Short task
Give the lines in the entries below, from the line containing "Locate the black skirt" through the line containing "(1077, 352)", inclusive, as a JSON list of strings with one string per line and blank lines left out.

Object location annotation entries

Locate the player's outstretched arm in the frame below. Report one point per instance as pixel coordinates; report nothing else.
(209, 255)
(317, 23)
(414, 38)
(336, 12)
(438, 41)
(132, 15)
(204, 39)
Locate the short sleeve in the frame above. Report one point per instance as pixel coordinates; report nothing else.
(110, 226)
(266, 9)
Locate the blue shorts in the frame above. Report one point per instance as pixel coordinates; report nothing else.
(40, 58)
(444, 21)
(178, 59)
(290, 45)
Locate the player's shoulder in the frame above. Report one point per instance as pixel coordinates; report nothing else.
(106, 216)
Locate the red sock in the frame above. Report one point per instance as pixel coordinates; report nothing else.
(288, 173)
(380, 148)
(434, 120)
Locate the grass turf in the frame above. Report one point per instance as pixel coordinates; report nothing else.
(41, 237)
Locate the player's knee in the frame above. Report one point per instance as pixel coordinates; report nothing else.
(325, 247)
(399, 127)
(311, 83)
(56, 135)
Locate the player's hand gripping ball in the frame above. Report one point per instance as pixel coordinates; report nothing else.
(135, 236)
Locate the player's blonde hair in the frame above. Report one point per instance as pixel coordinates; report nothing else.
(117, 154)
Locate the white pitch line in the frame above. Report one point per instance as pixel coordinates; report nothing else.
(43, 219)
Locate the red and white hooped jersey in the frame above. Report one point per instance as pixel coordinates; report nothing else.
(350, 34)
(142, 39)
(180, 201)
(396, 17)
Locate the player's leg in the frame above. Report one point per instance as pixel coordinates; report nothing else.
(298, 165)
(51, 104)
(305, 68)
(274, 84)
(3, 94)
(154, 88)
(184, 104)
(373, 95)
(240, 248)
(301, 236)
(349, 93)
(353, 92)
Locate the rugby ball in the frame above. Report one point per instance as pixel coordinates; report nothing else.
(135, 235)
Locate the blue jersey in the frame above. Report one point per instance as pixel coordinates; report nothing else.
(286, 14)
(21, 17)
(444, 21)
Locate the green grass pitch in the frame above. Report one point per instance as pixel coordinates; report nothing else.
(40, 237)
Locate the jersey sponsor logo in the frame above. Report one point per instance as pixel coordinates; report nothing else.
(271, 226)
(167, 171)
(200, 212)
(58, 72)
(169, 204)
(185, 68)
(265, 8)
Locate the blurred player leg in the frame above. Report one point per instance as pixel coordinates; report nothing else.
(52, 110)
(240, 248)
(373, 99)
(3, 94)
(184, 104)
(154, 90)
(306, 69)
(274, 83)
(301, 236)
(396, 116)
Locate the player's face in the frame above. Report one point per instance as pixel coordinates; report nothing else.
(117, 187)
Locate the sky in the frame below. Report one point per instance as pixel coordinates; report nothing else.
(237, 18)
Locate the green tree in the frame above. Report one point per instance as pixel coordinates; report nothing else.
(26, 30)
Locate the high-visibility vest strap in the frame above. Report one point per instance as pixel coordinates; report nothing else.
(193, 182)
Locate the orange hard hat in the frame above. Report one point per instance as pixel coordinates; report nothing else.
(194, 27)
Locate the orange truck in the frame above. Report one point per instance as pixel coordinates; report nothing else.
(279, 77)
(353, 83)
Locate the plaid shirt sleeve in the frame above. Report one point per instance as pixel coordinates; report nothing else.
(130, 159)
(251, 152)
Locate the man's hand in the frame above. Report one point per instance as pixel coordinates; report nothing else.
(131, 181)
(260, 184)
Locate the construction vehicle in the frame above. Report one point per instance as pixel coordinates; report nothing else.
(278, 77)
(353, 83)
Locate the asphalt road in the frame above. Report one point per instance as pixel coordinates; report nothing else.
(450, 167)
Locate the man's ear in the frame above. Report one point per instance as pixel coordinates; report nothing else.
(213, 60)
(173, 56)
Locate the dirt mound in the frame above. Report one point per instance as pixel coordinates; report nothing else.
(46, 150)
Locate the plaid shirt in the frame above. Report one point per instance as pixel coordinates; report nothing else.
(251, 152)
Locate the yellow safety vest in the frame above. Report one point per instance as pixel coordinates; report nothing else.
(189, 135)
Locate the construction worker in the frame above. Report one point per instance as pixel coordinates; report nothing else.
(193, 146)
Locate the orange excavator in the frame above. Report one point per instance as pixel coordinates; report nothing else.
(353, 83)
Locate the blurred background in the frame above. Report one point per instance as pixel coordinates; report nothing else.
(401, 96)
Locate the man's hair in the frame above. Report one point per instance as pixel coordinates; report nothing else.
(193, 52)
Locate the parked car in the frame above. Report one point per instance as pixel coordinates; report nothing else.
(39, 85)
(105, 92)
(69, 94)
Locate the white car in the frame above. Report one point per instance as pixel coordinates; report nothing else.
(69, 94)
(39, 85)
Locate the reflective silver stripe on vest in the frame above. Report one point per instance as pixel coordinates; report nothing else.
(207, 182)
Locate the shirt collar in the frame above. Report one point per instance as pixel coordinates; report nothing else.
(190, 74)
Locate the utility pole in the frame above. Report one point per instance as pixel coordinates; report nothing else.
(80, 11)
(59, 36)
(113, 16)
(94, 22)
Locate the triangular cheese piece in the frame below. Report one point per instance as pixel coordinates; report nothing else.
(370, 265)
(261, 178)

==

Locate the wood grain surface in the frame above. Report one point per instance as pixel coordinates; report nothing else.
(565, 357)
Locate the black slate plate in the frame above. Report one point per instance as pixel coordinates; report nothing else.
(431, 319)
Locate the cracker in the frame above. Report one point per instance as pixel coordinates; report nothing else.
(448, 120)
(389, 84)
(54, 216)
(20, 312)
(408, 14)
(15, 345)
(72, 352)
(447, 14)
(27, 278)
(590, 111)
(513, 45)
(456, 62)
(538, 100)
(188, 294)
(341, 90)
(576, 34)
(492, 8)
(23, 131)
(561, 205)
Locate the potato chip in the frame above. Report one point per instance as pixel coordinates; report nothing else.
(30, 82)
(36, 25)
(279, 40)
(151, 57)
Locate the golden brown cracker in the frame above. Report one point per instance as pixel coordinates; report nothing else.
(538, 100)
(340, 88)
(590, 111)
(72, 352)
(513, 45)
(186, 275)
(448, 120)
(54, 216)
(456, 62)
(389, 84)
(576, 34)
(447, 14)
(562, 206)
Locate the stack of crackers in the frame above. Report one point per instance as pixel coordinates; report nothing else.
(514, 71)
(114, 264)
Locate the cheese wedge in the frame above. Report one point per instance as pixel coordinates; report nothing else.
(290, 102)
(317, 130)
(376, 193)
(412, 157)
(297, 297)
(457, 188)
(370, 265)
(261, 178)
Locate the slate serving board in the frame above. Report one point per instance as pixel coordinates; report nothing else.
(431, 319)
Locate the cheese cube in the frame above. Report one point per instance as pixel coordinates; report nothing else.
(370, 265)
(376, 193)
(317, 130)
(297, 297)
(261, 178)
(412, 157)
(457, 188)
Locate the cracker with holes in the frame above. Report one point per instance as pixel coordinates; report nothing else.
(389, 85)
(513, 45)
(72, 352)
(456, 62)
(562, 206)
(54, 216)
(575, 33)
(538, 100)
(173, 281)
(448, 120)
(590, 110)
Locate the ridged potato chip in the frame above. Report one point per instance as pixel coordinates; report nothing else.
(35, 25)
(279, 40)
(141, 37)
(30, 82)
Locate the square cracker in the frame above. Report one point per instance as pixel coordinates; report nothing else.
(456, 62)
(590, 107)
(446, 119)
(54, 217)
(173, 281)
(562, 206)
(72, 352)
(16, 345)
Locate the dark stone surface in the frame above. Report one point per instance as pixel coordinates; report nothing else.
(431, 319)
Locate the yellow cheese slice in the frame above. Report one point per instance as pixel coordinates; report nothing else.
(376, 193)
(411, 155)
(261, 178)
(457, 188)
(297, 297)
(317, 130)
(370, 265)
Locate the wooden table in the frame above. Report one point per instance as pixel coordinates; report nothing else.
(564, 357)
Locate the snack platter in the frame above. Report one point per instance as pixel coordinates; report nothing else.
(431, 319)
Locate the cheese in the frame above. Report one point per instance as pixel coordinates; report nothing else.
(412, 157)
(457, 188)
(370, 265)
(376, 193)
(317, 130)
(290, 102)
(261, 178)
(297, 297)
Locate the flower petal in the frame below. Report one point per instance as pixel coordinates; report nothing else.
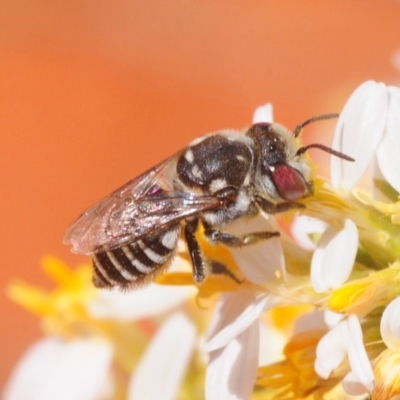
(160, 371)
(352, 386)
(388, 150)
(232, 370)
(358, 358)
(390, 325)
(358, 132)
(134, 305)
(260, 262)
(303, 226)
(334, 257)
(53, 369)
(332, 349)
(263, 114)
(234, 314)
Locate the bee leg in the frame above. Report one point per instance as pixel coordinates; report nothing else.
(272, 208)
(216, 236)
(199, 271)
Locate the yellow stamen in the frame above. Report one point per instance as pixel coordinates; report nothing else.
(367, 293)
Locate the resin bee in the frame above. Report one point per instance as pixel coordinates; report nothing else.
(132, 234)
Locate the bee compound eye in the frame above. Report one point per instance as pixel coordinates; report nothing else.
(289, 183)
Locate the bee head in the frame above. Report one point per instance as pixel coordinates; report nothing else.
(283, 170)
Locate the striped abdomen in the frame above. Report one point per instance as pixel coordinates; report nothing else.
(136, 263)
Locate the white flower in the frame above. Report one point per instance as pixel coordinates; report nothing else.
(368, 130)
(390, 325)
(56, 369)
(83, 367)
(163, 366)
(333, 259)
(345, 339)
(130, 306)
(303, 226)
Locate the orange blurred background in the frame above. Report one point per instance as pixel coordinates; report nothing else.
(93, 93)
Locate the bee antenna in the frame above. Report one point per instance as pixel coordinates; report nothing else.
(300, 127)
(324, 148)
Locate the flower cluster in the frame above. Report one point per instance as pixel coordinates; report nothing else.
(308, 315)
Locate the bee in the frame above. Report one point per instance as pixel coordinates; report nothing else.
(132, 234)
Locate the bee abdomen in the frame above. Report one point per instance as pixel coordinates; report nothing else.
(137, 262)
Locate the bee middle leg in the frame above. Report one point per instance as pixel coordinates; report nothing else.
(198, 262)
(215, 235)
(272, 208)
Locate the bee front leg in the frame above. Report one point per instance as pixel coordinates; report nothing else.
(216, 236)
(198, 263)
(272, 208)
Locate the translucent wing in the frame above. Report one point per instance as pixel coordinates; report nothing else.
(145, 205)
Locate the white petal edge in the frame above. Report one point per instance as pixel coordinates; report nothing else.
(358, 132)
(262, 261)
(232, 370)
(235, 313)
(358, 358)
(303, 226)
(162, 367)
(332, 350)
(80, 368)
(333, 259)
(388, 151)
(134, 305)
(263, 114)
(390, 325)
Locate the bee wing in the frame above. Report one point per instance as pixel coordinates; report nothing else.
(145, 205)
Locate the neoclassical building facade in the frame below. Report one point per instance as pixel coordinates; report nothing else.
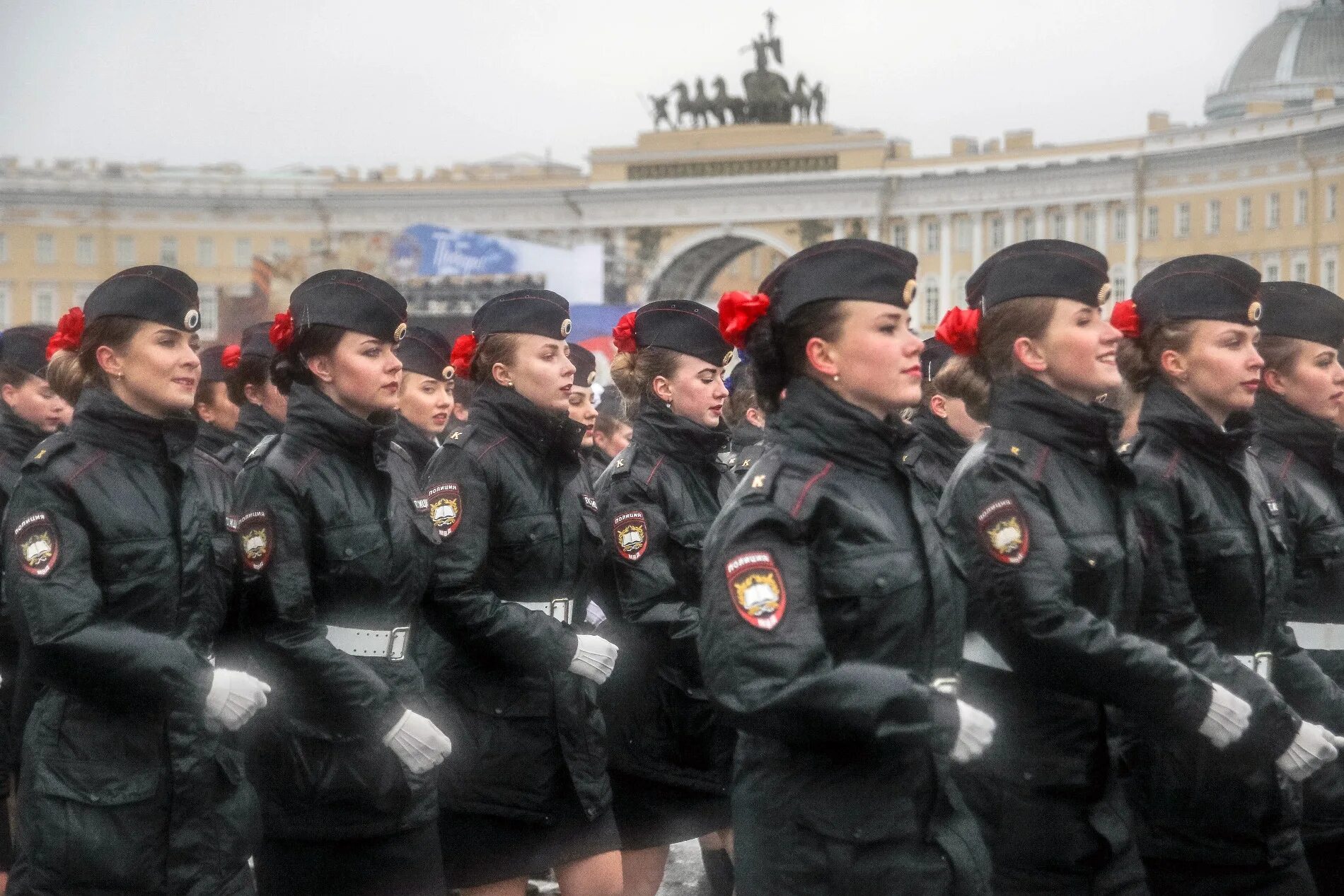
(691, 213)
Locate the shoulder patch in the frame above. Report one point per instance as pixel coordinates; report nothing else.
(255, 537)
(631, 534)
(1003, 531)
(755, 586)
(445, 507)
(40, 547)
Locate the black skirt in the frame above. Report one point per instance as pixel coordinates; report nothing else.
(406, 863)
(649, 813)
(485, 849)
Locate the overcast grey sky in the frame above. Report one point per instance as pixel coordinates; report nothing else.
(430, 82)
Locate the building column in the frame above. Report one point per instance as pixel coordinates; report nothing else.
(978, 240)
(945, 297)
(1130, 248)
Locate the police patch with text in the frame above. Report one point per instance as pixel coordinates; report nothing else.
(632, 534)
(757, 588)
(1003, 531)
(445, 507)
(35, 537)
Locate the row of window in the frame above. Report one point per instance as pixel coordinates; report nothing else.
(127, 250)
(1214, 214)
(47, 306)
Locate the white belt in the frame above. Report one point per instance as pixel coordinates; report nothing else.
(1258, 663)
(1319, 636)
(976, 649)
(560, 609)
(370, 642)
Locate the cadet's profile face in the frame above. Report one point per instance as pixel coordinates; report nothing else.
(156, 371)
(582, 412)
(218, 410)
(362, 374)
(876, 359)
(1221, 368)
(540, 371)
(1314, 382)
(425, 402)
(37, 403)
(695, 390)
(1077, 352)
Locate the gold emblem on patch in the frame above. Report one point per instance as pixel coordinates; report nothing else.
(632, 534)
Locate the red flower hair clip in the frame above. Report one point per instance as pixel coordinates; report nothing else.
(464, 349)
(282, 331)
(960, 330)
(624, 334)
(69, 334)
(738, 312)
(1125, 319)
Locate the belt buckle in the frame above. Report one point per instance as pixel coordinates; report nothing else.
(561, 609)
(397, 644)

Result for this exercise
[
  "Locate the black skirt in the frame above. Report one point per instance as pixel coordinates; report nothing else.",
  "(406, 863)",
  "(649, 813)",
  "(485, 849)",
  "Locate the overcast grey sky in the frame above. Report one point per instance as pixel coordinates; report nothing else.",
  "(430, 82)",
  "Locate the building column in the frame above. Report one point per instance as pixel coordinates; report nothing else.",
  "(978, 240)",
  "(945, 297)",
  "(1130, 248)",
  "Locate the police patch with text in the frame above. Report one point per instance as pixel coordinates; report nothing else.",
  "(632, 534)",
  "(757, 588)",
  "(1003, 531)",
  "(445, 507)",
  "(35, 537)",
  "Locate the row of window in the frame above. Report one point per instance as pixel coordinates; report nothing else.",
  "(127, 250)",
  "(1214, 214)",
  "(47, 306)",
  "Locate the white belt in the frame above. Report one point per instance as pixel coordinates; report nothing else.",
  "(1258, 663)",
  "(1319, 636)",
  "(976, 649)",
  "(560, 609)",
  "(370, 642)",
  "Locate the cadet's profile face in the frame above. Report one point per instance as pixel coordinates; report nothing else.",
  "(156, 371)",
  "(582, 412)",
  "(218, 410)",
  "(362, 374)",
  "(876, 359)",
  "(1221, 368)",
  "(540, 371)",
  "(1314, 382)",
  "(425, 402)",
  "(37, 403)",
  "(695, 390)",
  "(1077, 352)"
]